GIVEN PROBLEM —
All lines below must be repeated exactly, with the pictures omitted.

DATA TO USE —
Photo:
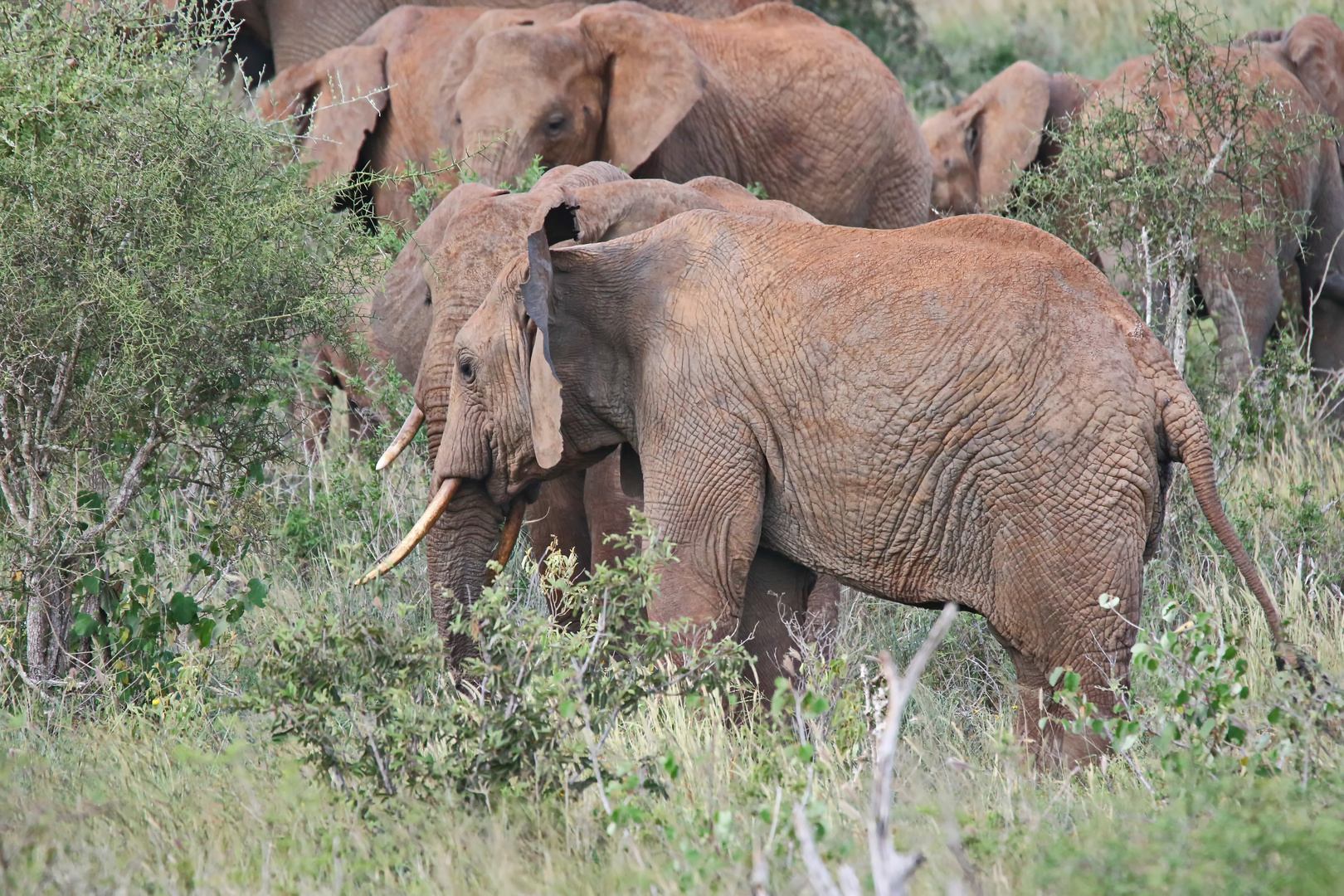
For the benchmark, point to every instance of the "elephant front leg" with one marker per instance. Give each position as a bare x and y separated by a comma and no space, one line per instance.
1244,296
709,505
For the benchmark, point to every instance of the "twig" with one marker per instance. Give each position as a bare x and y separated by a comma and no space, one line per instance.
890,869
817,874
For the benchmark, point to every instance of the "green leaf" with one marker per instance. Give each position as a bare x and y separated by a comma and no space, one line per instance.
813,705
183,609
90,501
257,592
205,631
84,625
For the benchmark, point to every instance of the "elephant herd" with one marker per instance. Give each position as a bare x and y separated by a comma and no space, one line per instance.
804,391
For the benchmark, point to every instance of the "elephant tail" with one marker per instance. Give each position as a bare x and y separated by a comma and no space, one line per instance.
1188,441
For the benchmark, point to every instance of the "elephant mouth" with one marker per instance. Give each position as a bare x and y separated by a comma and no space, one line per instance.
437,507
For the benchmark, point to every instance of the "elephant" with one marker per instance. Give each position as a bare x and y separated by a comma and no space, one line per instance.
386,100
1313,50
964,411
277,34
773,95
1242,290
1001,129
465,241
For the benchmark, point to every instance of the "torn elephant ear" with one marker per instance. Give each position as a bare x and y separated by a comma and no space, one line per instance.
543,386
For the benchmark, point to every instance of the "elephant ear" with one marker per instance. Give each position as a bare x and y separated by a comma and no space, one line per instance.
339,99
543,398
608,212
1004,130
654,78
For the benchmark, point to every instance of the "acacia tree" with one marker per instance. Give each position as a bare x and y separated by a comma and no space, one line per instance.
1185,167
158,264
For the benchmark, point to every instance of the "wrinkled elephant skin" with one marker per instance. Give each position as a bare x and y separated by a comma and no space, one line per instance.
773,95
962,411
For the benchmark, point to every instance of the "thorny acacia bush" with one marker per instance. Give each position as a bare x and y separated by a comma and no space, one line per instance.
1185,167
158,268
377,707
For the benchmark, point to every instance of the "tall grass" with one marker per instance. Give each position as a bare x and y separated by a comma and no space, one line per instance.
187,794
183,793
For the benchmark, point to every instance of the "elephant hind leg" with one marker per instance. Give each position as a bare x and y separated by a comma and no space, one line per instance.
1244,297
1047,614
773,613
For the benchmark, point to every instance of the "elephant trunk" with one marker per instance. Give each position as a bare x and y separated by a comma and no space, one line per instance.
457,551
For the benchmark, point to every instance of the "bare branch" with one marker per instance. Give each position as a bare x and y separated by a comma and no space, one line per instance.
129,488
817,874
891,869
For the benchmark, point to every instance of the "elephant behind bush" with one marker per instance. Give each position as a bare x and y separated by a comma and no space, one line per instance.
962,411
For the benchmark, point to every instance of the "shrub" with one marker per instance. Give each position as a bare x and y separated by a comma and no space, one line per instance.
381,712
1136,182
158,268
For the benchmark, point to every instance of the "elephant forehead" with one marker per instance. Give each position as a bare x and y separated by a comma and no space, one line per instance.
507,47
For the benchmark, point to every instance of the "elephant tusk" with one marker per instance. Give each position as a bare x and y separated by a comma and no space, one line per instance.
403,437
418,533
509,538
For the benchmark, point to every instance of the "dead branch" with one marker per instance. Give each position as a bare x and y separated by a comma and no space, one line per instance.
890,869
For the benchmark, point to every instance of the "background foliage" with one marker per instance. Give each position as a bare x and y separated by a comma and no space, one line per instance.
168,776
160,266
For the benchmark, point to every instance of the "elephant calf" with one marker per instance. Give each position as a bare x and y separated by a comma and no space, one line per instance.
962,411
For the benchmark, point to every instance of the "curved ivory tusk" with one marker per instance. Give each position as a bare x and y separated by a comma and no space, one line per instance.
418,533
403,437
509,538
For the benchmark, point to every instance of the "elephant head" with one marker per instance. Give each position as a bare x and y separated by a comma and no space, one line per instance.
1313,50
611,82
386,100
980,145
587,204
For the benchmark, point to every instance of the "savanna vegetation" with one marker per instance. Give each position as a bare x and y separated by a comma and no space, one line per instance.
197,699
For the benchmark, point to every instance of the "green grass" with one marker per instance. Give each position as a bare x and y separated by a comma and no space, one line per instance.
190,796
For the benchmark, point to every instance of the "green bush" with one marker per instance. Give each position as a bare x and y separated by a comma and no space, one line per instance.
160,266
379,711
1159,191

SOLUTION TO THE EXERCISE —
Photo:
For the benchmark, point to every instance of the "elephant front leg" with one marker per instance. Give each position as a bare x and y separated by a comma and no space, one line per instance.
1244,296
709,505
For the benchmark, point to every instance of the "twig" with one marker per instance. Give each position as a bare x and y separated by a comma and no space, one line per instance.
890,869
817,874
For the benchmark, point to every instance of the "green leaf" with one marker per instance. Give each position as a bare x and y separated by a comma and no space, one line per instance.
813,705
183,609
90,501
257,592
205,631
84,625
For the benchmark, point to every instance of the "elephant herd" with one marker per instance. Give each position as a bare x and y separated by a comma and no space, one line per instance.
804,391
For the benchmark, point to every instance of the "elephant tail" with one marker per instance. Give each position as a bare x and y separated by a comma and no space, one line per instance.
1188,441
For the benchmark, point to every instance of the "elephant mouth" with one marker per instance. Give each position as a bare x and y separated by a comma and no space, one line per instance.
437,507
For the benchmark, point to every instance of the "elephant" with one marker per instance. Give each position as a bare x and y separated by a comma and no space, one line per instance.
386,100
1313,50
964,411
277,34
773,95
1242,290
1001,129
465,241
For the benchmark, point to every instance of the "torn elephant ear" with one marker per instance. Give each position as a bare x and y separated by a comma and no space, one line per instance.
543,386
For the benchmark, point to every instance of the "elephant ear" with one marker per instance. Give each position as a bare x and y separated by a comma and no space, one line per instance.
339,99
543,398
608,212
1004,130
654,78
For the benchmark, point to every instance of the "acacia tree" with one marker per instance. Give each position as a bare x and y separated by a comma and no space, one line per instance.
1185,167
158,264
For the benchmark, point to every instance of the "wrinkled elephant skin" with one marker per instance. Give each position as a bare x and y separated by a comma and no space, one line per instance.
773,95
962,411
For the benchmark, point to every instance of the "thorny acacia bush" with one marker per instance. Give each position as a bare x and y separated by a comma and no space, one line per instance.
1185,167
158,268
377,707
For the benchmark, point to every instance of the "tall grass" with one marker per instance. Give each position as a bare x and y separated by a comma and no space, one line per instance.
187,794
183,793
For the benchmark, point to every instance of the "elephant hind leg" with one marker per instance. Give each position as a bare x and y separated by a comma and no space, one line per instance.
1244,297
1047,614
773,613
For the benchmark, point to every instance of the "elephant trunk" with one marker per instance. Give each position as a bare x and y separated by a comma and no space, one line per instance.
457,551
For the benchmark, point to every instance of the "bare branch" with one marker per instance. Give each position as a bare x and y separated by a comma and no space, one line per instance.
129,488
817,874
891,869
For the benchmark, point to every instance of the "elephant behind bush" with one marker per instance. Give each position as a bare x and y separated by a comma and no space, one line per instance.
962,411
For the benchmark, point to every instance of the "shrub" with one marker per instance. Give each position as a bare x and y separated by a comma and no space, one line per instance.
381,712
1136,182
158,268
For the benchmark, point to every instance of the "elephant forehead" with one marker per instance. Give each position as a bare x and y separated by a comma and no space, one line per instance.
507,47
For the benchmark, point to every instance of the "elephant tusk" with one marker per instance. Give each position as a bare x and y separated by a comma and no space, one line per instance.
403,437
418,533
509,538
For the benchmark, point to every instance of the "dead branch" with one marker per instance. Give each position as a bare x and y separated by a comma and no space, one line per instance.
890,869
For the benchmark, point to every instance of the "background foliage" with one marker per instance. Give each position as a bare x and y separated by a comma and no space, one line per instance.
168,776
160,266
For the benchmark, point to every instance of the "elephant calf" with one marker per instance. Give each position as a bare x and y separated by a comma and no space, one line per instance.
962,411
For the benchmark, point to every instance of the "curved ivory tusk" with one marker per instance. Give each position as a bare x and y separated by a comma and no space, one line per instance.
418,533
403,437
509,538
For the benchmark, point to every instance of the "elephant head" with one marker per instance. Give each position as a bare x and y separated by a comma and no space, one line per instance.
1313,50
611,82
386,100
980,145
587,204
For the benchmark, point to every instance of the "savanna vegetation" with one marker per instance. Give each position as a bare x and y separated by a comma and no space, one line per instance.
197,699
For the benchmark, point to every instance of the "green grass" with one marker per instance. Give each position as a bare x and y separated by a comma and no space, one line per instance.
190,796
For the benchmark, point to every instance of the "green bush" with one marker per instance. Give each position as a bare x and y separated by a comma and no space, one line per instance.
160,266
379,711
1159,191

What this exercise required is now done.